┌──
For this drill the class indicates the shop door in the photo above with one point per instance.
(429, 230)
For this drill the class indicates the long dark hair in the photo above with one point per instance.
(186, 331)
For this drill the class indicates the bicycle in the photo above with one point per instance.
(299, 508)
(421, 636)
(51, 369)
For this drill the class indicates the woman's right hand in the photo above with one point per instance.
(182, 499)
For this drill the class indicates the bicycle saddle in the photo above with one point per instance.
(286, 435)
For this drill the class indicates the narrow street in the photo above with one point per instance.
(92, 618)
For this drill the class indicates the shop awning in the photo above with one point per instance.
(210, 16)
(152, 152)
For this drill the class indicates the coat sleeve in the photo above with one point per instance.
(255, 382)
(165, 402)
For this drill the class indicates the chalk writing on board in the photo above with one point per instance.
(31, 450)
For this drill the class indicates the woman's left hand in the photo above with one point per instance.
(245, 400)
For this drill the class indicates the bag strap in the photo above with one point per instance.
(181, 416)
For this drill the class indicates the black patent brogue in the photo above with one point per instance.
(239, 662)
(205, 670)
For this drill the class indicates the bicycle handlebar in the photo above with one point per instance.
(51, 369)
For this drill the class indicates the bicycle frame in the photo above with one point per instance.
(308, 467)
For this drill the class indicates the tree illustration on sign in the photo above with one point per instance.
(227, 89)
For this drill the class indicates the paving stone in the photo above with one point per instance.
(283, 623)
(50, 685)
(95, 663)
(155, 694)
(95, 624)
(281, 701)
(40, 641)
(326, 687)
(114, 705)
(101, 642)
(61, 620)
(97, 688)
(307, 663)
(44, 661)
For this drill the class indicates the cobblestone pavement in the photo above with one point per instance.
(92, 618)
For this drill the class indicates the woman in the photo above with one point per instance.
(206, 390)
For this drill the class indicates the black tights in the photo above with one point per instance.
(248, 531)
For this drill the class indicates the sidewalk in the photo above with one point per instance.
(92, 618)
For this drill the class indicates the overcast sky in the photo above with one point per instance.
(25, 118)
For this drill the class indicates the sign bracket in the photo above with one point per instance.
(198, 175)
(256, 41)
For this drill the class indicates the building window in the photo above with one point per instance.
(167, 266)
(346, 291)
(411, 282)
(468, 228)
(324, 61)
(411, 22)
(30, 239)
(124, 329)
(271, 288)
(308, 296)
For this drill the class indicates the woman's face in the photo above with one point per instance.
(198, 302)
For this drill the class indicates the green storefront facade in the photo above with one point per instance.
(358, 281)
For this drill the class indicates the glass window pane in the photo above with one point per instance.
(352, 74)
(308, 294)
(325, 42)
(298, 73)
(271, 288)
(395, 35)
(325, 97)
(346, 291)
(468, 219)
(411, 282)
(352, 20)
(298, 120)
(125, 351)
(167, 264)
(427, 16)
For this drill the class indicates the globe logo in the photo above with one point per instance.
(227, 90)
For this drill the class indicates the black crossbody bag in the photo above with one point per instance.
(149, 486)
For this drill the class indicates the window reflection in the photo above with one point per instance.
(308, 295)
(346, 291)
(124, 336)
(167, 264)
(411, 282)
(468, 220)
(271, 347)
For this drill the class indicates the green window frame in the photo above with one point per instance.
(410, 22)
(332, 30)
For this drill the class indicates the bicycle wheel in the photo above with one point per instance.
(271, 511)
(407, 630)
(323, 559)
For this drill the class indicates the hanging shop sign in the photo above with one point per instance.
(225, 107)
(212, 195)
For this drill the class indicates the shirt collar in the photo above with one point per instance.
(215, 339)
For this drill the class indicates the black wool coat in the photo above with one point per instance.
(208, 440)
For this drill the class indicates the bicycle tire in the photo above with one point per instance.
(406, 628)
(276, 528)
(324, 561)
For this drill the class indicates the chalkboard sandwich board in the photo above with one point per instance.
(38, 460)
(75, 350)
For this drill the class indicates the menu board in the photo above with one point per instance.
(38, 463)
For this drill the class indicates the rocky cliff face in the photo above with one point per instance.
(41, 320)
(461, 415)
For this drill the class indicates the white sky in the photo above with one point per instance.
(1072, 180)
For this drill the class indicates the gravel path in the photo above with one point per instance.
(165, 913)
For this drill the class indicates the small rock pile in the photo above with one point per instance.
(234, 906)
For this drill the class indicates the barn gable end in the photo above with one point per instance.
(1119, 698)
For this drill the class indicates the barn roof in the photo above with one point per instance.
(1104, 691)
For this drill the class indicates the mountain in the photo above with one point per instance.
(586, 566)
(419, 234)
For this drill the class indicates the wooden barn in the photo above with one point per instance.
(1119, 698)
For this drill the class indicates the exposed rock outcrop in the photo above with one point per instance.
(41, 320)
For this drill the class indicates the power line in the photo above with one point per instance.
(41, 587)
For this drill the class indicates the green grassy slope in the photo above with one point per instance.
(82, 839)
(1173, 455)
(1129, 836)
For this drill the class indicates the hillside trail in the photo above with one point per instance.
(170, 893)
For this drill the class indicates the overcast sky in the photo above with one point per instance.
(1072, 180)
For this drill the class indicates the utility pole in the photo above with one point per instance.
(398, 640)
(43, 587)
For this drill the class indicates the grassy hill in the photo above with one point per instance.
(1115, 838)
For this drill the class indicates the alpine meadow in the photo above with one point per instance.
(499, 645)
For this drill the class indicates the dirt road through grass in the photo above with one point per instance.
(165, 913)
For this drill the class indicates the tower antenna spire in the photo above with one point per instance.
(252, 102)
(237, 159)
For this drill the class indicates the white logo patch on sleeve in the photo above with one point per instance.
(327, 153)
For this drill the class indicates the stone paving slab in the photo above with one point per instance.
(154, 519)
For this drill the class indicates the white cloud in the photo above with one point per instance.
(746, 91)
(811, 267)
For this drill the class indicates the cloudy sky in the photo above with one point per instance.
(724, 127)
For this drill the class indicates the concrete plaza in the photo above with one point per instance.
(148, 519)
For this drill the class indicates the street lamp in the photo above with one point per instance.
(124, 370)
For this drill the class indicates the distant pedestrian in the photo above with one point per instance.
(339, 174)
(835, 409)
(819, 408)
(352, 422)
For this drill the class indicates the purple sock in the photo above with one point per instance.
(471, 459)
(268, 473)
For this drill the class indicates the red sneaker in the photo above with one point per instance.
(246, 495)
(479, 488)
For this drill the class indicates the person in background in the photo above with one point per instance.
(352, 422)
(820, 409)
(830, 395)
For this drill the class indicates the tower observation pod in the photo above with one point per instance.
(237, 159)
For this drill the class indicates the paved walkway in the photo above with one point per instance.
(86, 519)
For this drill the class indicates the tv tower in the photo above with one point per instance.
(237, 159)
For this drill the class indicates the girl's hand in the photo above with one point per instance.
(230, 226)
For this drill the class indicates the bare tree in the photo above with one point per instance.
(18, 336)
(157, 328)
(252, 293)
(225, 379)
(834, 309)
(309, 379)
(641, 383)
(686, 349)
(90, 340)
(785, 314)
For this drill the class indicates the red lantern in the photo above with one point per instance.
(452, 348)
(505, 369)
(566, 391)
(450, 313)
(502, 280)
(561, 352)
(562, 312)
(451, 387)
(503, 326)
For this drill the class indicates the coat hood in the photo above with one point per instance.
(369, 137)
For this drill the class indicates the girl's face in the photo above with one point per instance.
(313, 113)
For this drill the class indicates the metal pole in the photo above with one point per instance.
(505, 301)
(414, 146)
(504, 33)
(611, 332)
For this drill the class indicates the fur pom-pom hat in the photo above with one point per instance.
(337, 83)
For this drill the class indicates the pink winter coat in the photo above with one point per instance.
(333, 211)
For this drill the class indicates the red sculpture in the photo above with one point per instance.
└──
GIVEN INSTRUCTION:
Print the whole listing exactly as it is.

ANSWER FOR THIS EXERCISE:
For this drill the class indicates the shop door in the photo above with one point per instance.
(429, 230)
For this drill the class indicates the long dark hair in the photo above with one point per instance.
(186, 331)
For this drill the class indicates the bicycle in the photo above with one point per instance.
(299, 508)
(421, 636)
(51, 369)
For this drill the class indicates the woman's right hand in the photo above with one point per instance.
(182, 499)
For this drill the class indicates the bicycle saddle in the photo above with one point per instance.
(286, 435)
For this drill the class indicates the narrow street in the photo above with one point per instance.
(92, 618)
For this drill the class indicates the shop awning in the photo above with one point per instance.
(210, 16)
(152, 152)
For this drill the class indicates the coat sleeve in the photo above with one point per instance.
(255, 382)
(165, 402)
For this drill the class indicates the chalk writing on board in the photo above with one point per instance.
(31, 450)
For this drill the class indicates the woman's left hand in the photo above with one point per instance.
(245, 400)
For this drill the class indicates the bag strap in the photo above with one point per instance.
(181, 416)
For this drill the class indicates the black patent brogue in the photo above with one point per instance.
(239, 662)
(205, 670)
For this drill the class indicates the bicycle handlebar in the photo above with one point per instance.
(51, 369)
For this drill the class indicates the bicycle frame in the photo above with one point per instance.
(308, 467)
For this drill the class indicates the tree illustration on sign in the photo above with one point per instance.
(227, 89)
For this drill the class indicates the paving stone in the photo above with one point per instance.
(283, 623)
(50, 685)
(95, 663)
(155, 694)
(95, 624)
(281, 701)
(40, 641)
(326, 687)
(114, 705)
(101, 642)
(61, 620)
(97, 688)
(307, 663)
(44, 661)
For this drill the class indicates the cobblestone pavement in the photo above with one point per instance.
(92, 618)
For this drill the class indicates the woman in the photo above with one point per instance.
(206, 390)
For this drill the class indicates the black tights in the photo above with one point per instance.
(248, 531)
For this drill the class indicates the sidewalk in the photo above with one point per instance.
(92, 618)
For this drill the class indicates the overcast sky in the photo above with one point per instance.
(25, 118)
For this drill the class indicates the sign bracket in the photo above with one point per instance.
(198, 175)
(256, 41)
For this drill the class indicates the building window in the photo above with one point per instance.
(167, 266)
(346, 291)
(411, 282)
(468, 228)
(324, 61)
(411, 22)
(30, 239)
(124, 329)
(271, 288)
(308, 296)
For this drill the class indicates the woman's face in the photo above with one point per instance.
(198, 302)
For this drill the class indicates the green storefront facade in the photo above with one point per instance.
(358, 281)
For this drill the class indicates the glass window pane in the photo above with one point per instance.
(352, 74)
(308, 294)
(325, 42)
(298, 73)
(271, 288)
(395, 35)
(325, 97)
(346, 291)
(468, 219)
(411, 282)
(352, 20)
(298, 120)
(125, 351)
(167, 264)
(427, 16)
For this drill the class indicates the globe logo in the photo above with one point per instance.
(227, 90)
For this drill the class indicates the black crossbody bag in the photo above with one point per instance.
(149, 486)
For this drill the class indicates the window reflection in the photo above with one point per instance.
(308, 295)
(346, 291)
(124, 336)
(167, 264)
(411, 282)
(468, 220)
(271, 347)
For this drill the class indicates the green window frame in the photo above with one point per instance.
(410, 22)
(332, 30)
For this drill the class indicates the bicycle wheel in the photo above with one point per instance.
(271, 511)
(407, 630)
(323, 559)
For this drill the class indicates the hanging shop sign in the photo above with one point per instance.
(225, 107)
(212, 195)
For this drill the class indicates the shirt collar in the photo above with one point per instance.
(215, 339)
For this drill the class indicates the black wool coat in the photo above with one point per instance.
(208, 440)
For this drill the class indicates the bicycle tire in the photo above with one point per instance.
(406, 628)
(276, 528)
(324, 561)
For this drill the class indicates the chalkboard sandwich board in the photo above with one point per instance.
(38, 460)
(75, 350)
For this drill the class indicates the menu board in the photo above with one point per instance.
(38, 463)
For this drill the class indicates the rocky cliff face in the photo above with one point per instance.
(41, 320)
(461, 415)
For this drill the class indicates the white sky in the photo above with one point per instance.
(1072, 180)
For this drill the class indicates the gravel path in the photo above with one point per instance.
(165, 913)
For this drill the class indicates the small rock pile in the photo above with one point per instance.
(234, 906)
For this drill the class indicates the barn gable end in the photo above with one point per instance.
(1119, 698)
For this drill the class indicates the barn roof in the photo above with one point per instance.
(1104, 691)
For this drill the class indicates the mountain in the photo above with one point per instance.
(586, 566)
(419, 234)
For this drill the class indicates the wooden barn in the photo above with one point per instance.
(1119, 698)
For this drill the class indicates the exposed rock outcrop in the photo above with one point per instance.
(41, 320)
For this drill the class indicates the power line in the photo above with one point per instance.
(41, 587)
For this drill the class indicates the green grassy slope in the photo above with one point per instance.
(82, 839)
(1173, 455)
(1129, 836)
For this drill the class indicates the hillside trail in the photo above with one point per instance.
(170, 893)
For this drill the class indicates the overcast sky in the photo above with one point per instance.
(1072, 180)
For this drill the class indicates the utility pole in the photo above with one point per instance.
(398, 640)
(43, 587)
For this drill the class indicates the grassy hill in the photo above with one point per instance.
(1115, 838)
For this drill the class indicates the alpine meadow in the photo above with one point per instance.
(499, 645)
For this drill the class indicates the dirt road through grass in the photo above with one point per instance.
(165, 913)
For this drill the class indicates the tower antenna spire in the photo above with one point per instance.
(252, 102)
(237, 159)
For this drill the class indicates the white logo patch on sleeve in the photo above with one point per instance.
(327, 153)
For this drill the class indicates the stone paving slab in the photo above with one point per instance.
(154, 519)
For this drill the class indicates the white cloud in the photo above with one point per instance.
(746, 91)
(811, 267)
For this drill the class indicates the cloudy sky in the photo above with one point per instance.
(724, 127)
For this drill the class indicates the concrete plaza in the photo above with one point per instance.
(148, 519)
For this drill the class indicates the street lamp in the photo above with one point per instance.
(124, 370)
For this drill the class indicates the distant pedestrian in the photo above with one point per instance.
(339, 174)
(835, 409)
(819, 408)
(352, 422)
For this drill the class indicates the purple sock in the photo above with one point per instance.
(471, 459)
(268, 473)
For this drill the class indicates the red sneaker in the photo above with one point per instance.
(246, 495)
(479, 488)
For this drill the class indicates the person in background in the photo above with one point per instance.
(352, 422)
(820, 409)
(830, 395)
For this drill the class indicates the tower observation pod in the photo above with one point per instance.
(237, 159)
For this drill the class indicates the paved walkway in the photo above with one point per instance.
(86, 519)
For this drill the class indicates the tv tower in the photo above with one point per instance.
(237, 159)
For this drill the class indicates the girl's hand in the photo above with one point per instance.
(230, 226)
For this drill the class indicates the bare tree in the photo above with one point per instance.
(18, 336)
(157, 328)
(252, 293)
(225, 379)
(834, 309)
(309, 379)
(641, 383)
(686, 349)
(90, 340)
(785, 314)
For this drill the class indicates the red lantern in the photo above with one point per instance.
(452, 348)
(505, 369)
(566, 391)
(450, 313)
(502, 280)
(561, 352)
(562, 312)
(451, 387)
(503, 326)
For this drill the class indicates the coat hood in the photo above with one point per instance.
(369, 137)
For this drill the class indicates the girl's face in the photo above with one point per instance.
(313, 113)
For this drill the class indicates the metal pole in the photo above with one point per instance.
(505, 301)
(414, 146)
(504, 33)
(611, 332)
For this drill the class indicates the fur pom-pom hat in the photo above with one point per instance.
(337, 83)
For this drill the class indicates the pink winter coat in the photo above with one point per instance.
(333, 211)
For this drill the class indicates the red sculpture in the photo above with one point per instance.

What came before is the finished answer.